Tasks to carry out =>
a) Copy the passage of the post on media coverage of the tax plan from "In recent days" to "for the rich." without changing a word.
b) Answer these questions using the post on media coverage of the tax plan, one answer per line:
(i) To what rate would Trump's proposal cut the top federal personal income-tax rate?
(ii) Who is cited as one who might call the popular approach that of a lawyer rather than an economist?
(iii) According to the post, what does the economist focus on?
c) Resume the post on media coverage of the tax plan, picking up right after its final sentence.

Document passage =>
========================

Taxing
27th April 2017
Don Boudreaux, a Real Economist, vents about media treatment of the proposed ‘tax reform’.
In recent days I have – likely like you have – heard and read several media reports on Trump’s tax plan (or what we know of it so far). Nearly all of these reports are juvenile: changes in tax rates are evaluated by the media according to changes in the legal tax liabilities of various groups of people. For example, Trump’s proposal to cut the top federal personal income-tax rate from 39.6% to 35% is assessed only by its effect on high-income earners. Specifically, of course, it’s portrayed as a ‘gift’ to high-income earners. Eliminating the estate tax, as well as the alternative minimum tax, are likewise portrayed as benefits for the rich.
My purpose here isn’t to praise or to pillory Trump’s tax plan; I’ve yet to examine it in any detail. My purpose, instead, is to lament this popular approach to evaluating taxation. This approach, as Deirdre McCloskey might say, is that of a lawyer and not that of an economist. The lawyer focuses on legal liabilities; the economist focuses on systemic consequences, both immediate and ‘seen’ as well as distant and ‘unseen.’
Actually, most of the j-school grads who are bloviating about it on TV aren’t even lawyers — but they have access to lawyers who (a) are mostly Democrats and (b) apparently slept through a lot of law school.

========================

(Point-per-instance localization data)
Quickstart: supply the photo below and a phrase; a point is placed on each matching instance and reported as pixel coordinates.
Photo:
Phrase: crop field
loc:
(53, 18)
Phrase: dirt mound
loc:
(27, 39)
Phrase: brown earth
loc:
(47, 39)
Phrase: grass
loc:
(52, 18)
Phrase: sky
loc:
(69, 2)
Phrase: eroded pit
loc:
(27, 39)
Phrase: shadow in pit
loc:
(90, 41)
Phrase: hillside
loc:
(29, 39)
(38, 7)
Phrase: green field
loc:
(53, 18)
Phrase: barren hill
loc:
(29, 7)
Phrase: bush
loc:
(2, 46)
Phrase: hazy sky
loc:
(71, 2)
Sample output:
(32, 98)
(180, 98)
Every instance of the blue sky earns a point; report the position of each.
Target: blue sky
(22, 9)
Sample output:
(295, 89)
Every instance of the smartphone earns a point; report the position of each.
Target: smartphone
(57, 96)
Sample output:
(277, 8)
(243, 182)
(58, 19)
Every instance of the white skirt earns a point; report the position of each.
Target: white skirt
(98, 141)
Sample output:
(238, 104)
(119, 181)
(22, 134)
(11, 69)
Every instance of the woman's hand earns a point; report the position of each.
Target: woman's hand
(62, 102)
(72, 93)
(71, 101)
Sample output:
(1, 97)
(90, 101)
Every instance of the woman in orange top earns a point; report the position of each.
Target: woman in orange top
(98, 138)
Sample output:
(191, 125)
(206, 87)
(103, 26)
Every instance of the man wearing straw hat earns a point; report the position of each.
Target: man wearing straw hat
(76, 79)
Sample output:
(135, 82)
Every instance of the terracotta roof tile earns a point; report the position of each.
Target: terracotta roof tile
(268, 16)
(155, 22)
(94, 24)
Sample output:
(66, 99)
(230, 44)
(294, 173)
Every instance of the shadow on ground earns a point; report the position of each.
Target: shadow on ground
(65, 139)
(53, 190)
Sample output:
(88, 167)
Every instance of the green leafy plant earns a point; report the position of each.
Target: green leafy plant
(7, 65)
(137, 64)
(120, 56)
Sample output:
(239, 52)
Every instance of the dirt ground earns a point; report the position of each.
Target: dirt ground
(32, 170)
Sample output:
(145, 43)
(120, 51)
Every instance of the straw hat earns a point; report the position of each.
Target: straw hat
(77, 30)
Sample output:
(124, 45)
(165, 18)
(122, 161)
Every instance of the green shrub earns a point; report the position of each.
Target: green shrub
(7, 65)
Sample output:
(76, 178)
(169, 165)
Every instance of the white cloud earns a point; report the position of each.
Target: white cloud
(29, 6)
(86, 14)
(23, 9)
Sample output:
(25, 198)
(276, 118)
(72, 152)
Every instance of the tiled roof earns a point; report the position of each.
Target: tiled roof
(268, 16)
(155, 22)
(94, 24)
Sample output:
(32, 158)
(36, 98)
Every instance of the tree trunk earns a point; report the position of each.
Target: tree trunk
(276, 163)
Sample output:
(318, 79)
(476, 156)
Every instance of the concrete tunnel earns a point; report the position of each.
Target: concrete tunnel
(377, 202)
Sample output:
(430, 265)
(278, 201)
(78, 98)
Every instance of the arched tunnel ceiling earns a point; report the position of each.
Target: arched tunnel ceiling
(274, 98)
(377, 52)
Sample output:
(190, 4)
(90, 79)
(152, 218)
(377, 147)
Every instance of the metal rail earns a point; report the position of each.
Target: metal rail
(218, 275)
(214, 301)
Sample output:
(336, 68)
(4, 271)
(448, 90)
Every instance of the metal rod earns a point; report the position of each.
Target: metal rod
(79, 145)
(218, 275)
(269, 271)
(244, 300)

========================

Responses by task =>
a)
In recent days I have – likely like you have – heard and read several media reports on Trump’s tax plan (or what we know of it so far). Nearly all of these reports are juvenile: changes in tax rates are evaluated by the media according to changes in the legal tax liabilities of various groups of people. For example, Trump’s proposal to cut the top federal personal income-tax rate from 39.6% to 35% is assessed only by its effect on high-income earners. Specifically, of course, it’s portrayed as a ‘gift’ to high-income earners. Eliminating the estate tax, as well as the alternative minimum tax, are likewise portrayed as benefits for the rich.

b)
(i) 35%, down from 39.6%.
(ii) Deirdre McCloskey.
(iii) Systemic consequences, both immediate and "seen" as well as distant and "unseen."

c)
It’s true that if Smith’s last (say) $10,000 of annual income is currently taxed at a rate higher than a proposed new lower rate, Smith is made better off if this proposed lower marginal tax rate becomes reality. (As an aside, I refuse to go along with the common-in-many-circles description of such a tax cut as a “gift” or a “giveaway” to Smith and other high-income earners. Smith is the person who earned the income. It is his property. This income belongs to Smith. The government takes it away from him. For the government to reduce the amount of money that it takes away from Smith is not properly called a giveaway to Smith. But let’s here say no more about this particular linguistic battering of reality.)
There’s a lot of that going around these days; the presumption that all your income belongs to the government except for whatever they graciously deign to let you keep infects a lot of people beyond the Usual Suspects who want your earnings confiscated because it’s more than they think you deserve.